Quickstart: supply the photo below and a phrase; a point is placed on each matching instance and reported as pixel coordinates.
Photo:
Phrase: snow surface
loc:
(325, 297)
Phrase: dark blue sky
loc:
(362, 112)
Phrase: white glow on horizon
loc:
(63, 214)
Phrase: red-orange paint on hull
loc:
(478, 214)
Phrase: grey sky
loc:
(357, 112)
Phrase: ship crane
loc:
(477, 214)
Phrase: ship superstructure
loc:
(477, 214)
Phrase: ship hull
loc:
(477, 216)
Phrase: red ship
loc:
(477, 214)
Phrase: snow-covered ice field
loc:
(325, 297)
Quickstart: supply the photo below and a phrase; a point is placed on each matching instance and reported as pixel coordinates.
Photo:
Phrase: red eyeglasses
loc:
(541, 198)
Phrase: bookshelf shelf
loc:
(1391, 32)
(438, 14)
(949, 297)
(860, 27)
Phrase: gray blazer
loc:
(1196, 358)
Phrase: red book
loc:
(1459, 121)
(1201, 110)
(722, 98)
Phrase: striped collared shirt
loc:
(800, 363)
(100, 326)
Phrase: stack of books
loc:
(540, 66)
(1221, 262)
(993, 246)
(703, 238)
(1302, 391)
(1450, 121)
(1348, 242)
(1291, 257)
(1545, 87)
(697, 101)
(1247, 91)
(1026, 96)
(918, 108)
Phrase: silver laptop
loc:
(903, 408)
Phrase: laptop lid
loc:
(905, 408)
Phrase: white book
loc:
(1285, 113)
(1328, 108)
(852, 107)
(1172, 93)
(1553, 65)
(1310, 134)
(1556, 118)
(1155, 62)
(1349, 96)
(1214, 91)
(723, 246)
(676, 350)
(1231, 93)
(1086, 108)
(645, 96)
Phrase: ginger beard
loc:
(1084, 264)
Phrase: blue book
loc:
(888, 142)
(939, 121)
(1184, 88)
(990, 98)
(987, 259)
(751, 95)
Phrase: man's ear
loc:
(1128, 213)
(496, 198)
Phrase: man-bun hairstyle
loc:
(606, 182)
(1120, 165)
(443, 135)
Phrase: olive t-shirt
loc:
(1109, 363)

++++++++++++++++++++

> _Exercise description_
Could you arrange all the rows above as a Markdown table with a "No." column for the number and a "Line" column for each line, leaving out any blank lines?

> _Answer below_
| No. | Line |
|---|---|
| 1 | Quickstart: supply the photo below and a phrase; a point is placed on each matching instance and reported as pixel coordinates. |
| 2 | Photo: |
| 3 | Phrase: snow surface |
| 4 | loc: |
| 5 | (325, 297) |
| 6 | Phrase: dark blue sky |
| 7 | loc: |
| 8 | (362, 112) |
| 9 | Phrase: white glow on horizon |
| 10 | loc: |
| 11 | (63, 214) |
| 12 | Phrase: red-orange paint on hull |
| 13 | loc: |
| 14 | (478, 214) |
| 15 | Phrase: grey sky |
| 16 | loc: |
| 17 | (357, 112) |
| 18 | Phrase: ship crane |
| 19 | loc: |
| 20 | (477, 214) |
| 21 | Phrase: ship superstructure |
| 22 | loc: |
| 23 | (477, 214) |
| 24 | Phrase: ship hull |
| 25 | loc: |
| 26 | (477, 216) |
| 27 | Phrase: red ship |
| 28 | loc: |
| 29 | (477, 214) |
| 30 | Phrase: snow-covered ice field |
| 31 | loc: |
| 32 | (325, 297) |
| 33 | Quickstart: supply the photo below and a phrase; a point is placed on each matching instance and reported as pixel coordinates. |
| 34 | Photo: |
| 35 | Phrase: red eyeglasses |
| 36 | loc: |
| 37 | (541, 198) |
| 38 | Phrase: bookshelf shelf |
| 39 | loc: |
| 40 | (1391, 32) |
| 41 | (438, 14) |
| 42 | (949, 297) |
| 43 | (860, 27) |
| 44 | Phrase: gray blazer |
| 45 | loc: |
| 46 | (1196, 358) |
| 47 | Phrase: red book |
| 48 | loc: |
| 49 | (1459, 121) |
| 50 | (1201, 110) |
| 51 | (722, 98) |
| 52 | Phrase: striped collared shirt |
| 53 | loc: |
| 54 | (800, 363) |
| 55 | (100, 326) |
| 56 | Phrase: stack of books |
| 57 | loc: |
| 58 | (540, 66) |
| 59 | (1221, 262) |
| 60 | (993, 246) |
| 61 | (703, 238) |
| 62 | (1302, 391) |
| 63 | (1450, 121) |
| 64 | (1348, 242) |
| 65 | (1291, 257) |
| 66 | (1545, 87) |
| 67 | (697, 101) |
| 68 | (1247, 91) |
| 69 | (1026, 96) |
| 70 | (918, 108) |
| 71 | Phrase: silver laptop |
| 72 | loc: |
| 73 | (903, 408) |
| 74 | Phrase: laptop lid |
| 75 | loc: |
| 76 | (905, 408) |
| 77 | Phrase: white book |
| 78 | loc: |
| 79 | (1285, 113) |
| 80 | (1328, 108) |
| 81 | (852, 107) |
| 82 | (1172, 93) |
| 83 | (1553, 65) |
| 84 | (1310, 134) |
| 85 | (1556, 118) |
| 86 | (1155, 62) |
| 87 | (1349, 96) |
| 88 | (1214, 91) |
| 89 | (723, 246) |
| 90 | (676, 350) |
| 91 | (1231, 93) |
| 92 | (1086, 108) |
| 93 | (645, 96) |
| 94 | Phrase: ginger beard |
| 95 | loc: |
| 96 | (1084, 264) |
| 97 | Phrase: blue book |
| 98 | loc: |
| 99 | (888, 142) |
| 100 | (939, 121) |
| 101 | (1184, 88) |
| 102 | (990, 98) |
| 103 | (987, 259) |
| 104 | (751, 95) |
| 105 | Phrase: man's ear |
| 106 | loc: |
| 107 | (1128, 213) |
| 108 | (496, 198) |
| 109 | Phrase: man-bun hairstyle |
| 110 | loc: |
| 111 | (606, 182) |
| 112 | (1120, 165) |
| 113 | (443, 135) |
| 114 | Phrase: olive t-shirt |
| 115 | loc: |
| 116 | (1109, 363) |